WRITTEN TASK » Return the lines of the listing below unchanged, from the line with "Task: indicate the v-neckline" to the line with "x=254 y=240", both of those lines included.

EXERCISE MATERIAL »
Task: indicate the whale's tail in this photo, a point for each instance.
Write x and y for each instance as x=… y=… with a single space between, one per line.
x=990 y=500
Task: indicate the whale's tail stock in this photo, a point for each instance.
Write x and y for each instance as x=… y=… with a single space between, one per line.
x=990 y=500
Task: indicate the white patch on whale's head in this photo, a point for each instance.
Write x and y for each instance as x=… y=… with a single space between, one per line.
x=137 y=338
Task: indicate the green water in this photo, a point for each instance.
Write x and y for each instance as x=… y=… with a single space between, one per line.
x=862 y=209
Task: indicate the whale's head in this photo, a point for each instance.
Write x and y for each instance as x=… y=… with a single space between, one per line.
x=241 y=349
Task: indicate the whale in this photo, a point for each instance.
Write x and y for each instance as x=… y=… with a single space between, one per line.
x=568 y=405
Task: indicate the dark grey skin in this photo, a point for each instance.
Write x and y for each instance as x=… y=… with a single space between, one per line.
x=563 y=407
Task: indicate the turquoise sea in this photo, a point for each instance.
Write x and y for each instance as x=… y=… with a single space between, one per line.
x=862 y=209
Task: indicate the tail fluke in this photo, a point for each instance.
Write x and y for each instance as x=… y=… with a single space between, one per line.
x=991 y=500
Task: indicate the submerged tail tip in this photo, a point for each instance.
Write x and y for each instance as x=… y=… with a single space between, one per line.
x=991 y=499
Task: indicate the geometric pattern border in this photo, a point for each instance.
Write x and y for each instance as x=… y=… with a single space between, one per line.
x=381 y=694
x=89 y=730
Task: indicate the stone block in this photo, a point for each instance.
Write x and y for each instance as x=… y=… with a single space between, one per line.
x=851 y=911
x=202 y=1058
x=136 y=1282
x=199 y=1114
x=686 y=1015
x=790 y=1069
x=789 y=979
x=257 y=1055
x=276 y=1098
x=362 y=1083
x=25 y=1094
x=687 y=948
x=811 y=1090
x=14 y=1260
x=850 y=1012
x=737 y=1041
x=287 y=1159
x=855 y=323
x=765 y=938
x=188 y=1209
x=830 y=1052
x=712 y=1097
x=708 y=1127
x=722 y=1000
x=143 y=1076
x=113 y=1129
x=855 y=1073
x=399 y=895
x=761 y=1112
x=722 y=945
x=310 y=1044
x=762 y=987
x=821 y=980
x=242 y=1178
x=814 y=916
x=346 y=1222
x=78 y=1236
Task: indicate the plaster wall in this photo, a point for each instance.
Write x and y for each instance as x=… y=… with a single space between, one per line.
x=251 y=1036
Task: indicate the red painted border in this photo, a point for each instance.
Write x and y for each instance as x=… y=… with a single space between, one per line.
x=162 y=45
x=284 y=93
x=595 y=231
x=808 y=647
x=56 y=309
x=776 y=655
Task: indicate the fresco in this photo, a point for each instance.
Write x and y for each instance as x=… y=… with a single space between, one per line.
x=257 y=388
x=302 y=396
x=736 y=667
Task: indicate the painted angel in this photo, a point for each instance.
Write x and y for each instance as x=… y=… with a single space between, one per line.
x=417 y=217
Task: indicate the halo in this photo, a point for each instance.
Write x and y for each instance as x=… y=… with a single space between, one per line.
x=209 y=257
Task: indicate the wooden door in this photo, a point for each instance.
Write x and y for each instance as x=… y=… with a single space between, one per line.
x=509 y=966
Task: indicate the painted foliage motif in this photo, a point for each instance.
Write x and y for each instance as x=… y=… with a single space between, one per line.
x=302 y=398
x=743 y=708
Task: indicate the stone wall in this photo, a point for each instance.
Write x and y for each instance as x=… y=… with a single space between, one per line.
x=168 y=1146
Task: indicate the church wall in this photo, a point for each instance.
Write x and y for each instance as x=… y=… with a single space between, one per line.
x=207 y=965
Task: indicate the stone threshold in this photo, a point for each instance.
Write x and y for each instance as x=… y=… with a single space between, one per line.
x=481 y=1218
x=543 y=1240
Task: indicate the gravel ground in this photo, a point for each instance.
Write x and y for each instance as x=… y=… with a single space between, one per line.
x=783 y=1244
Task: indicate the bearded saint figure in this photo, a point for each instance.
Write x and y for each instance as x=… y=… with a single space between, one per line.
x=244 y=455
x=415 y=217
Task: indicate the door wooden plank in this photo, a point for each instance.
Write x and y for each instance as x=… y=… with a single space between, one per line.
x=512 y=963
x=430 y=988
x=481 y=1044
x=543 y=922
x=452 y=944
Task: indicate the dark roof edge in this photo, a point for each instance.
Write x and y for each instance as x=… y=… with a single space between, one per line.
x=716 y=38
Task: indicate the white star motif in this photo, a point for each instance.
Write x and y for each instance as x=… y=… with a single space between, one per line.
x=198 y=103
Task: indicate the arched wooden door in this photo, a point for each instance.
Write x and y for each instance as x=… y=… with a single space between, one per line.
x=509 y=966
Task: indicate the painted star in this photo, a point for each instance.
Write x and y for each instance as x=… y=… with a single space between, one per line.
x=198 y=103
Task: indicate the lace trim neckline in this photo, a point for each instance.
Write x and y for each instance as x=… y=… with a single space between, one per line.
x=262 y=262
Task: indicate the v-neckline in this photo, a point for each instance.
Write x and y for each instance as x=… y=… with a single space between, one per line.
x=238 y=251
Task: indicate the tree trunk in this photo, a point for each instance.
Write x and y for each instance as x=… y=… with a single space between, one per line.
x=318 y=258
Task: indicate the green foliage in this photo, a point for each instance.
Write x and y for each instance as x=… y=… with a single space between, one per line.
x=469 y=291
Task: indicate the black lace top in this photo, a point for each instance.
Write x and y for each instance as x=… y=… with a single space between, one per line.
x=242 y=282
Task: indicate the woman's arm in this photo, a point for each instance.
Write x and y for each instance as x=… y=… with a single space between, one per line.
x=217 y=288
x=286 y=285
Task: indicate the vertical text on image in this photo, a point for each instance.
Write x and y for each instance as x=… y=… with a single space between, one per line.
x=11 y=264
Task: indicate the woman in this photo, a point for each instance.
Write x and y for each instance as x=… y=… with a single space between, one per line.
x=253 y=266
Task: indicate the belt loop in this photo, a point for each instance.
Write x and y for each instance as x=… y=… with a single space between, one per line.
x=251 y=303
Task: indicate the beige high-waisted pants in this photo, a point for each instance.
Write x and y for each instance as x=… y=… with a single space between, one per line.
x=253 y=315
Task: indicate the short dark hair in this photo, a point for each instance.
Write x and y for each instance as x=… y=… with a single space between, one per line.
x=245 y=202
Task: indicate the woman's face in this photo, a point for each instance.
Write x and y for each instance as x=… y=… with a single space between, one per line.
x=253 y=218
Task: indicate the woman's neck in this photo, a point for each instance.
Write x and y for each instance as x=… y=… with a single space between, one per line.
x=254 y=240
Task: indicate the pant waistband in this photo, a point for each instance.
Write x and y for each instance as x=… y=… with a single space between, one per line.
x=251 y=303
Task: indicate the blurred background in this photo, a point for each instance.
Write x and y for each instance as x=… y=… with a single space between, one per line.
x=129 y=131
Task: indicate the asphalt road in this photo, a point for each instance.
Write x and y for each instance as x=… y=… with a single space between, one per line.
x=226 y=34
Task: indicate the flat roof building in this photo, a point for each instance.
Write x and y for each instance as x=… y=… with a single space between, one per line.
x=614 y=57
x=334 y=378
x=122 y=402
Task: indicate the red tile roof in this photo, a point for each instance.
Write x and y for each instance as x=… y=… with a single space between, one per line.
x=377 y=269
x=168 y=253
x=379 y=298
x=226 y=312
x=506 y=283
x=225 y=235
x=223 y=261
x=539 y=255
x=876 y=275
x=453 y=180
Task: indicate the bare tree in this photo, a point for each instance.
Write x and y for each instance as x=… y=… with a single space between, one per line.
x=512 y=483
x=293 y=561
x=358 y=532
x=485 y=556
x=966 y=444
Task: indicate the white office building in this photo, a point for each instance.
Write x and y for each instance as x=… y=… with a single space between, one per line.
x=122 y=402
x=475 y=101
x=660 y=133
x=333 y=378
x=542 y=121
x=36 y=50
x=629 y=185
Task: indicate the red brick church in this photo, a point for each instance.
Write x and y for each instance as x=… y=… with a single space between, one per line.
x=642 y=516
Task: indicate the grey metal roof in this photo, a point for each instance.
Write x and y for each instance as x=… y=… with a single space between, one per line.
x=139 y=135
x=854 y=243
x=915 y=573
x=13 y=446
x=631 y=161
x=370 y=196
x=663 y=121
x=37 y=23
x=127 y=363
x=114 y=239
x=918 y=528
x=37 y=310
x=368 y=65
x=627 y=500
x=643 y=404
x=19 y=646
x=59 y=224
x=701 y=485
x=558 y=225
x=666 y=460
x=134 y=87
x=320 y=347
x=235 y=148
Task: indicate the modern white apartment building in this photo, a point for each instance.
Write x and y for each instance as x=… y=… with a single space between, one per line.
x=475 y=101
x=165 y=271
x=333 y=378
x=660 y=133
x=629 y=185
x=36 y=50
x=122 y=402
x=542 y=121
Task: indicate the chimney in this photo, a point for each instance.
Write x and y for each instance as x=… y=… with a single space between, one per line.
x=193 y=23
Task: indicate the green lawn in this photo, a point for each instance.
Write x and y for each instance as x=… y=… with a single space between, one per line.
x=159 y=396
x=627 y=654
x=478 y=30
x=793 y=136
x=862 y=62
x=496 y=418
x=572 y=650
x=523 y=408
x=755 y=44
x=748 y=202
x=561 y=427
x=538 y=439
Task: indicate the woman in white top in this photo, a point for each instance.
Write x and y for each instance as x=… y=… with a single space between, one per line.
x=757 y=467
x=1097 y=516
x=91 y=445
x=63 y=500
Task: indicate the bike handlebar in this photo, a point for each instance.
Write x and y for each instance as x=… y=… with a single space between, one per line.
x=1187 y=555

EXERCISE OUTPUT »
Task: indicate the v-neckline in this photo, a point for each instance.
Write x and y for each instance as x=… y=… with a single space between, one per line.
x=238 y=251
Task: indicate the tree trunk in this photo, a point for each instance.
Write x and y for each instance as x=… y=… with a single space between, one per line.
x=318 y=258
Task: indicate the green foliage in this photo, a point for each instance.
Write x and y for each instance as x=… y=… with a single space between, one per line.
x=469 y=291
Task: indicate the black lace top in this photo, a point for each instance.
Write x and y for each instance as x=… y=… with a single space between, one per line.
x=242 y=282
Task: indicate the woman's arm in this photo, a point for each instance.
Write x and y for each instance as x=… y=… with a single space between, one per line.
x=217 y=288
x=286 y=285
Task: indicate the vertical text on image in this photo, a point for each instance.
Write x and y for each instance as x=… y=… with a single space between, one per line.
x=11 y=264
Task: indicate the woman in this photo, a point for each instance.
Write x and y for each instance as x=… y=… with a single space between, one per line.
x=253 y=266
Task: indicate the belt loop in this photo, a point for each instance.
Write x and y for each instance as x=… y=… with a single space between, one per line.
x=251 y=303
Task: indicate the beige high-waisted pants in this photo, a point for each instance.
Write x and y for each instance as x=… y=… with a single space between, one per line.
x=253 y=315
Task: indicate the short dark hair in this photo, a point for each instance.
Write x and y for each instance as x=… y=… with a single space between, one per line.
x=245 y=202
Task: indicate the woman's face in this photo, a point for each instance.
Write x and y for each instance as x=… y=… with a single space between, one per line.
x=253 y=218
Task: indicate the woman's neck in this photo, a point for each instance.
Write x and y for each instance as x=… y=… with a single space between, one per line.
x=254 y=240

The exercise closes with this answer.